GOAL OF THE EXERCISE
Reproduce the data below word for word, omitting the images.

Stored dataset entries
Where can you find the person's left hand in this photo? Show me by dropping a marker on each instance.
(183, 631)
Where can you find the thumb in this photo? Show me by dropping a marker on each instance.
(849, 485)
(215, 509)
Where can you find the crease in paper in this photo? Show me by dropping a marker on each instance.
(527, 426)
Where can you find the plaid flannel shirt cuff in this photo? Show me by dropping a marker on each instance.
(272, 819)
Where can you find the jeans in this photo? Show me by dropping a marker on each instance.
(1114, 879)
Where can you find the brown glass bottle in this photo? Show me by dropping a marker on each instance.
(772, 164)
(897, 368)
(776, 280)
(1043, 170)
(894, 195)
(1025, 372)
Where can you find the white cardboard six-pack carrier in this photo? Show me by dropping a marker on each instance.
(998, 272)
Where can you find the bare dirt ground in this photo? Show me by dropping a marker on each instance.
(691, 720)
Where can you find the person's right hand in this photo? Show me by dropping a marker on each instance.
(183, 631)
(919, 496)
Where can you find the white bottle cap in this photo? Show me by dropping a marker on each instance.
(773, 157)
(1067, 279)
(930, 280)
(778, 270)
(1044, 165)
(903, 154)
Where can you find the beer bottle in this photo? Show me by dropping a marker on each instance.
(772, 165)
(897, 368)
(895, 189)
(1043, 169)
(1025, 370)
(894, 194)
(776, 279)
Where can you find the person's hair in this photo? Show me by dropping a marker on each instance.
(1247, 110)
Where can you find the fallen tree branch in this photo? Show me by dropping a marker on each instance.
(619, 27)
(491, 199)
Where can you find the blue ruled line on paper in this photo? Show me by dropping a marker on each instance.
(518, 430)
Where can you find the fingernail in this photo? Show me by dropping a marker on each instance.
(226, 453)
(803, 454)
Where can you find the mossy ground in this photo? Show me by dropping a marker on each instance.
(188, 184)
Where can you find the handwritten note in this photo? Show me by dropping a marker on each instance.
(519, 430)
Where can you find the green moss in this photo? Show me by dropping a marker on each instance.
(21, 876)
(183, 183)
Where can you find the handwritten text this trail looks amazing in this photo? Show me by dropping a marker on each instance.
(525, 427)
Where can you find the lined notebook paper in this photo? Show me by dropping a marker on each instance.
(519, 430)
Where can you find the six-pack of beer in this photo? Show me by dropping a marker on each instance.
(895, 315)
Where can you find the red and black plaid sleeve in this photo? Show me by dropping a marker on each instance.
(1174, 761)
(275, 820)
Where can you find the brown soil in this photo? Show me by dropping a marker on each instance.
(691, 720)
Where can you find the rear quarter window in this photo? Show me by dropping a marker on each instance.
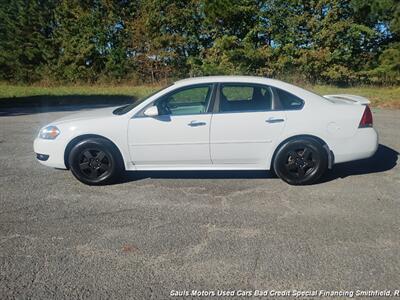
(289, 101)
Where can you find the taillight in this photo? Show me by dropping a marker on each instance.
(366, 119)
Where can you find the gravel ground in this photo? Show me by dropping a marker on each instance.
(159, 232)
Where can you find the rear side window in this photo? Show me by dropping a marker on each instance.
(289, 101)
(244, 97)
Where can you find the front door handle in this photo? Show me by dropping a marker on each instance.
(197, 123)
(275, 120)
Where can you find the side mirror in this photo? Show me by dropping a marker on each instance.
(152, 111)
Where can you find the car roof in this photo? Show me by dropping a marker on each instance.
(212, 79)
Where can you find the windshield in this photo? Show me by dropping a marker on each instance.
(126, 108)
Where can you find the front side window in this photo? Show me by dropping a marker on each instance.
(244, 97)
(188, 101)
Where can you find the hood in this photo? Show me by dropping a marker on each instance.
(87, 115)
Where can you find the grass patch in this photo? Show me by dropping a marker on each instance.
(11, 91)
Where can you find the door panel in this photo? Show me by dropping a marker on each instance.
(246, 127)
(179, 136)
(170, 140)
(244, 138)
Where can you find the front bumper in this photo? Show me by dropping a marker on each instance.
(50, 153)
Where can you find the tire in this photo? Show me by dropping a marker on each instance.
(96, 161)
(301, 161)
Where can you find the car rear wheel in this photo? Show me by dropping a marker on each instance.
(301, 161)
(95, 161)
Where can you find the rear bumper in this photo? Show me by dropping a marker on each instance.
(362, 145)
(49, 153)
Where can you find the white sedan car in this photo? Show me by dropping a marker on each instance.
(214, 123)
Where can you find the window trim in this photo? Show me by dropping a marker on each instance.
(276, 92)
(219, 90)
(210, 104)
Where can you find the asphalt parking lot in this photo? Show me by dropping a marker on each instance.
(158, 232)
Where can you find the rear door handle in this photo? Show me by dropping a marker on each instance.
(197, 123)
(275, 120)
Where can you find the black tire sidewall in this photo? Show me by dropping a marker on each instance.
(281, 155)
(99, 144)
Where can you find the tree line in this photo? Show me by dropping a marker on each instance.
(317, 41)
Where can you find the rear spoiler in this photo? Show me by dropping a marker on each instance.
(353, 99)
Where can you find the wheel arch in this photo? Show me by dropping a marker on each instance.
(83, 137)
(331, 157)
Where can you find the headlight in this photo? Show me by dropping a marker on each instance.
(49, 133)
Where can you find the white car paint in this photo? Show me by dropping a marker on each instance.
(239, 140)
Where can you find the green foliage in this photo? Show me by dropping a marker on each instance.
(340, 42)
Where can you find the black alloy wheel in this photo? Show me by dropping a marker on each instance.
(301, 161)
(96, 161)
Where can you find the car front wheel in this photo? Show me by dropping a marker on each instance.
(95, 161)
(301, 161)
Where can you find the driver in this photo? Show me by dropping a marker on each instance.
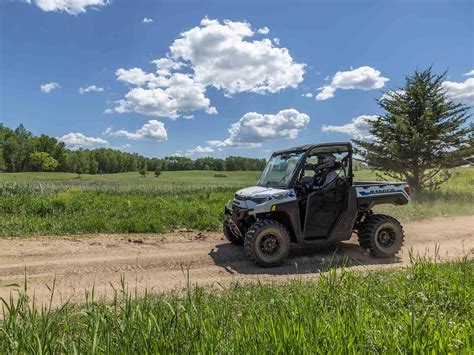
(325, 177)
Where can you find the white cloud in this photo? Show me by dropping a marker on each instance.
(463, 91)
(220, 55)
(363, 78)
(72, 7)
(212, 54)
(134, 76)
(200, 150)
(254, 128)
(177, 93)
(78, 140)
(91, 88)
(153, 130)
(358, 128)
(390, 94)
(46, 88)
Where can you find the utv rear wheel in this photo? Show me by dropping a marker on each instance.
(267, 243)
(231, 237)
(381, 235)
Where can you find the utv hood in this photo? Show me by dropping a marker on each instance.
(257, 191)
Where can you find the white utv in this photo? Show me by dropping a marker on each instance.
(286, 207)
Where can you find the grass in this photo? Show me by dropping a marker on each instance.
(60, 203)
(425, 308)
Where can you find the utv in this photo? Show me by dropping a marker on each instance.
(284, 208)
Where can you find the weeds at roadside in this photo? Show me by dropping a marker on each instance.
(424, 308)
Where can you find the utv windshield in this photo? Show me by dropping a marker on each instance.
(280, 169)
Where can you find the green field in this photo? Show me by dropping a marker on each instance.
(61, 203)
(426, 308)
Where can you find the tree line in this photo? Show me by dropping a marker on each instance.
(21, 151)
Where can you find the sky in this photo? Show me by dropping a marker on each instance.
(220, 78)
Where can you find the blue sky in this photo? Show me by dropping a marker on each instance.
(250, 73)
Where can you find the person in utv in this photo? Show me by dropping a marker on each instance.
(325, 176)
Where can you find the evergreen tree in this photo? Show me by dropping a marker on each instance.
(421, 134)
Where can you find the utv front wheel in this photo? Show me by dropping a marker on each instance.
(267, 243)
(381, 235)
(231, 237)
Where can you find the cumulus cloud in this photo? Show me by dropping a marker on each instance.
(217, 54)
(134, 76)
(72, 7)
(363, 78)
(462, 91)
(153, 130)
(358, 128)
(78, 140)
(391, 94)
(177, 93)
(254, 128)
(91, 88)
(200, 150)
(46, 88)
(220, 55)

OUTPUT
Where can you find the person's left hand in this photo? Show me by dropping a marker on each instance.
(183, 631)
Where can you find the thumb in this photo? Show me by dropping a marker on each instance.
(849, 485)
(215, 509)
Where can you find the crease in paper in this photo? Show me by dropping a marker on each instance.
(527, 426)
Where can you find the plaid flannel shirt cuff in this photo? Show me by dropping a marker on each instance.
(272, 819)
Where can you find the jeans in this photo? Show me by dropping a marker on each instance.
(1114, 879)
Where can you find the brown glass bottle in this photo? Show me by dropping a marker on each instance.
(772, 164)
(897, 368)
(776, 280)
(1043, 170)
(894, 195)
(1025, 372)
Where can you find the white cardboard six-pack carrier in this photo? Show me by dropping a marker on each instance.
(998, 272)
Where can you find the bare dirt ground in this photo? Show me by dropping a marker on each instance.
(691, 720)
Where can you find the person's right hand in this photo? Show me by dropping a marker on each instance.
(183, 631)
(919, 496)
Where can you find the white bottle cap in this photo? Show me by dropping a marker on each instance.
(773, 157)
(1067, 279)
(930, 280)
(778, 270)
(1044, 165)
(903, 154)
Where can you find the beer bottle in this photo? Show me by dropping a marker on each instance.
(772, 165)
(897, 368)
(895, 189)
(1043, 169)
(1025, 370)
(894, 194)
(776, 279)
Where can you find the person's hair in this photo? Show me by dropping a marker on each instance.
(1247, 110)
Where can you find the fallen tree branch in this photo? Show me by dropping a marker on each instance.
(619, 27)
(491, 199)
Where can you find the blue ruled line on paper in this photo? Show me by dropping a marker on each instance.
(518, 430)
Where can you find the fingernail in this photo? Show me by dropping a marker on each instance.
(226, 453)
(803, 454)
Where can you find the mossy ground in this photo? Show me by dropping a marker on each instance.
(188, 184)
Where can you find the handwritten note in this photo? Show me by dropping a marker on each instance.
(519, 430)
Where can you find the green moss in this photo? Show me by dropping a marker on each instance.
(21, 876)
(183, 183)
Where can you find the handwritten text this trail looks amazing in this photo? Show me by dropping a marker on each instance.
(525, 427)
Where can you find the lined notebook paper in this photo? Show me by dropping a marker on each instance.
(519, 430)
Where can you find the six-pack of beer in this photo? Show me by dropping a marker on each instance.
(895, 315)
Where can you find the red and black plaid sleeve in this photo? Show me by dropping a marker on each instance.
(1174, 761)
(275, 820)
Where can you find the brown soil in this photo? Show me by dropping a marker on each instance.
(691, 720)
Where can you find the rear quarter window in this photo? Show me by dropping a marker on each instance.
(289, 101)
Where can you find the taillight in this photo? Show me by dropping a marker on each instance.
(366, 119)
Where can you find the gravel ground in this photo? Show me by dropping a marker on each instance.
(159, 232)
Where can you find the rear side window in this photo? Show me by dropping a marker on each instance.
(289, 101)
(244, 97)
Where can you find the front door handle in this photo? Show me by dropping a marker on each instance.
(197, 123)
(275, 120)
Where can you find the side mirror in this photo? Show me by dropping a marker on each instance.
(152, 111)
Where can you find the car roof in this photo? Show me by dropping a marker on each instance.
(212, 79)
Where can you find the windshield in this photo? Show me by dropping a marker on each instance.
(126, 108)
Where can you find the front side window in this photo? Show me by dropping a marker on each instance.
(244, 97)
(188, 101)
Where can you find the hood in this photo? Show me by dropping a marker on each instance.
(87, 115)
Where can you find the grass patch in this photo? Show me by dropping a marker on each instance.
(11, 91)
Where can you find the door panel in this photo? Show me by dropping a marker on each instance.
(246, 127)
(179, 136)
(170, 140)
(244, 138)
Where can you find the front bumper in this photo? Show me by dropping a marker on each instance.
(50, 153)
Where can you find the tire in this photo? Show me by dropping a marker on each instance.
(96, 161)
(301, 161)
Where can you find the car rear wheel in this photo? Show me by dropping a marker on each instance.
(301, 161)
(95, 161)
Where can you find the rear bumper in this photo? Show me by dropping a marker on each instance.
(362, 145)
(49, 153)
Where can you find the white sedan car in this photo? Show me by dropping a marker on each instance.
(214, 123)
Where can you find the window trim in this photo? Show me by dropping a marker on each instance.
(276, 92)
(219, 90)
(210, 104)
Where can you find the asphalt parking lot in this photo? Show me by dropping a marker on each instance.
(158, 232)
Where can you find the rear door handle in this photo? Show me by dropping a marker on each instance.
(197, 123)
(275, 120)
Where can you find the black tire sidewall in this photo? Show me by dropping a marker on each instance.
(281, 155)
(99, 144)
Where can you find the tree line in this photo? Show me by dropping a marker on each instance.
(317, 41)
Where can you find the rear spoiler in this photo? Show me by dropping a marker on each instance.
(353, 99)
Where can you find the wheel arch in this photo? Show me by dropping a marker on each instance.
(83, 137)
(331, 157)
Where can you find the headlight in this photo? Show me by dropping a marker on each instance.
(49, 133)
Where can you find the white car paint in this photo? Show me by dropping a marker on each instance.
(239, 140)
Where can you find the green foliage in this photo? Show me by dropping a marker on each instance.
(340, 42)
Where can you find the black alloy wheel in this photo? Show me by dropping a marker on each instance.
(301, 161)
(96, 161)
Where can you find the car front wheel in this photo? Show me by dropping a marker on each instance.
(95, 161)
(301, 161)
Where can you find the driver in this photo? Show me by dropping a marker on each instance.
(325, 177)
Where can you find the white cloud in this photo? Show me by dropping a marker on each instance.
(463, 91)
(220, 55)
(363, 78)
(72, 7)
(212, 54)
(134, 76)
(200, 150)
(254, 128)
(177, 93)
(78, 140)
(91, 88)
(153, 130)
(358, 128)
(390, 94)
(46, 88)
Where can you find the utv rear wheel in this photo? Show me by dropping a marker on each instance.
(267, 243)
(231, 237)
(381, 235)
Where can you find the utv hood in this photo? Show me by dropping a marker on each instance.
(257, 191)
Where can you find the white utv in this photo? Show me by dropping a marker on each instance.
(286, 207)
Where can you find the grass in this photo? Show me by dropping a marker on each instance.
(60, 203)
(425, 308)
Where can you find the utv in this photo? Show me by dropping a marker on each instance.
(284, 208)
Where can you find the weeds at roadside in this photo? Show me by dropping a marker on each instance.
(424, 308)
Where can you find the utv windshield in this photo? Show me by dropping a marker on each instance.
(280, 169)
Where can you find the green field in this photo? Show me by dropping a marker on each instance.
(61, 203)
(426, 308)
Where can you find the tree line in this photo? Show me by dropping a marker on each instance.
(21, 151)
Where can you find the sky in this photo? Show me by dropping a marker on each instance.
(220, 78)
Where can you find the blue sky in this photo? Show me by dropping a marker on each instance.
(250, 73)
Where can you find the person in utv in this photo? Show me by dropping a marker on each instance.
(325, 176)
Where can you find the evergreen tree in this photo? Show me by dropping a marker on each instance.
(421, 134)
Where can you find the utv front wheel in this photo? Show me by dropping a marker on each instance.
(267, 243)
(381, 235)
(231, 237)
Where can you find the cumulus cloud in this photo? Show me by dropping a marker on each instance.
(217, 54)
(134, 76)
(72, 7)
(363, 78)
(462, 91)
(153, 130)
(358, 128)
(78, 140)
(391, 94)
(177, 93)
(254, 128)
(91, 88)
(200, 150)
(46, 88)
(220, 55)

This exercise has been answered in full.